*LISTED ENTRIES*.
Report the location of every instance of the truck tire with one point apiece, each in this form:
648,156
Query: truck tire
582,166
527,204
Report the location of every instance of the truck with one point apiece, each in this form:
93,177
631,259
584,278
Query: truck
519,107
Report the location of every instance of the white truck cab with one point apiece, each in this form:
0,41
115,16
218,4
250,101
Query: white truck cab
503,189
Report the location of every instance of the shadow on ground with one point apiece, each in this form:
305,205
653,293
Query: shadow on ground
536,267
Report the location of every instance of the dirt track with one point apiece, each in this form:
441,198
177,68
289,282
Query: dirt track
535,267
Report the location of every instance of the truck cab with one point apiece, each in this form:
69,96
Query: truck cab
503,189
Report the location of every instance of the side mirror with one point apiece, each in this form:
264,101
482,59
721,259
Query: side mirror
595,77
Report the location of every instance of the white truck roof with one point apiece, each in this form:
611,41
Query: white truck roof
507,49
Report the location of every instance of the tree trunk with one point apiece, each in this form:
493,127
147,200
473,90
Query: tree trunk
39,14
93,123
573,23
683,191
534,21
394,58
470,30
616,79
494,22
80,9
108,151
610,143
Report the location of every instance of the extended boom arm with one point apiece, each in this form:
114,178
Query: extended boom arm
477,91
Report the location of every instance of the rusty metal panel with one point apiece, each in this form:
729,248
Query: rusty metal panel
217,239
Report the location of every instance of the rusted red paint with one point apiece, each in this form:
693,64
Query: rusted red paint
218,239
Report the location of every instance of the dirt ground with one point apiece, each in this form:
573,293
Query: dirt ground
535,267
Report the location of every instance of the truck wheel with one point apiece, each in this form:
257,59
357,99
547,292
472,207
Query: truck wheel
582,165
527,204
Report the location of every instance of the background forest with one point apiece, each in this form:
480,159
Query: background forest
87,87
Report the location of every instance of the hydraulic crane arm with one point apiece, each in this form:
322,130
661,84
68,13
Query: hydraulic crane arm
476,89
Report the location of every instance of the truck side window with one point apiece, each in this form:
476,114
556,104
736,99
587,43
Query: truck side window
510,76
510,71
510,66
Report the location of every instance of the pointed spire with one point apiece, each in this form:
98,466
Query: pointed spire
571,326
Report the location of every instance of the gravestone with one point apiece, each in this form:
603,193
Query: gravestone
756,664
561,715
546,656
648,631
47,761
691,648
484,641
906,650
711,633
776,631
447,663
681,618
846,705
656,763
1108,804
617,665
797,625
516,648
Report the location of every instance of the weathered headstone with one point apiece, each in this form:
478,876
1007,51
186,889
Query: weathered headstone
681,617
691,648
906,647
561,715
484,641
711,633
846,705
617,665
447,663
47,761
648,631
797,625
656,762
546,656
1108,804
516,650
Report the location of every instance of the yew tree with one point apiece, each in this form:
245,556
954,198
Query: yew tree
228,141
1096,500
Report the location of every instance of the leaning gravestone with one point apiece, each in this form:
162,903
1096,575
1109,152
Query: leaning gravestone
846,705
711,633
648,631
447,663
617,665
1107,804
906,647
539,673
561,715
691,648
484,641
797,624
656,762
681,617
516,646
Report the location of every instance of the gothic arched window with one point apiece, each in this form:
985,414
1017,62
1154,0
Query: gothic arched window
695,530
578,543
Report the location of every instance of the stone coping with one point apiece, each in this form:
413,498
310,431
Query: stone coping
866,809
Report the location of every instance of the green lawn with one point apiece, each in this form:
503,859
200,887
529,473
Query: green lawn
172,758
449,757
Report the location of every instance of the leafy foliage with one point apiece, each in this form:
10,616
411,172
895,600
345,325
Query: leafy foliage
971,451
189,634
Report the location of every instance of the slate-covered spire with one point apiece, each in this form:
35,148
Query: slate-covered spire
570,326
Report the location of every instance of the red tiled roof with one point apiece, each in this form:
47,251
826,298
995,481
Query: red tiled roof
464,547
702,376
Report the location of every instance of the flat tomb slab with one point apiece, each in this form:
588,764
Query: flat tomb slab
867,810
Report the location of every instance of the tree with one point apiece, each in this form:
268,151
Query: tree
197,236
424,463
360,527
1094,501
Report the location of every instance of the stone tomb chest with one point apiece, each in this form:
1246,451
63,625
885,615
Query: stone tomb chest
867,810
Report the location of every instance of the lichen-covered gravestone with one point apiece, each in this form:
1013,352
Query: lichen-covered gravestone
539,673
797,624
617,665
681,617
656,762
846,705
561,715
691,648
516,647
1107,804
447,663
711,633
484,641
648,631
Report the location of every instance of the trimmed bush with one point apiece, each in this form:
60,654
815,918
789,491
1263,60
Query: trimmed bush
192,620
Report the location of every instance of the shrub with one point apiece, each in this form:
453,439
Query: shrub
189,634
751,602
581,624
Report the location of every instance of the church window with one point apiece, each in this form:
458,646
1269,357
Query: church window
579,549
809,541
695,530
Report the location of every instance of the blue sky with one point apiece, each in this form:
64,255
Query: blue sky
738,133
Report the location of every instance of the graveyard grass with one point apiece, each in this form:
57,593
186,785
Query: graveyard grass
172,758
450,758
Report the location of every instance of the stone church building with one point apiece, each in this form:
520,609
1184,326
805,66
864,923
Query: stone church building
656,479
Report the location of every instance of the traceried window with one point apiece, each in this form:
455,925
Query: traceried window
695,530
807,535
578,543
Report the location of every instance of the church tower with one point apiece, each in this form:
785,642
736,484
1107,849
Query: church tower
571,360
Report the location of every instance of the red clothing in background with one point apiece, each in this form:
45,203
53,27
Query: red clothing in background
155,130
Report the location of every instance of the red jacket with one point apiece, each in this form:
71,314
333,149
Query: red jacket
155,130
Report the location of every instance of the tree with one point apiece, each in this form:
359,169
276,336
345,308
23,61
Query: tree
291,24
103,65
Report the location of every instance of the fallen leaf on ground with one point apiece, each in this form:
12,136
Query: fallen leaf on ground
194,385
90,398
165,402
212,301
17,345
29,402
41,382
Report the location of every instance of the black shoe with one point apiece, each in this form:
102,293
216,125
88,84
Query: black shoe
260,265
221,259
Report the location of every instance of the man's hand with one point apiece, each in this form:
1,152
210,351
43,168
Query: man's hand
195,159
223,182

*DIRECTIONS*. Rewrite the entries from the line containing "Report the location of every instance of the red clothing" down to the end of the entries, replacing "red jacket" with "red coat" and leaving everything else unchanged.

*FULL RESPONSE*.
Report the location of every instance of the red clothing in background with one point apiece, each in this form:
45,203
53,27
Query: red clothing in background
155,130
Report the location of every instance of the red coat with one point apiece, each in this form:
71,314
333,149
Query: red coat
155,130
Report the location of every instance of the tree with one point apiece, each in this form:
359,169
276,336
345,308
23,61
Query: tree
291,24
103,65
Report the location of every instance of the fallen leaf on ground with one point apiece, each in this form:
12,136
Query: fallen leaf on ground
194,385
90,398
165,402
212,301
17,345
29,402
41,382
Report the location of every instance of the black shoe with one point apiece, each in this form:
102,293
216,125
88,84
Query: black shoe
260,265
221,259
Report the location of every instance of the man's hand with one point apiece, each in this form:
1,152
210,351
43,168
Query: man's hand
195,159
223,182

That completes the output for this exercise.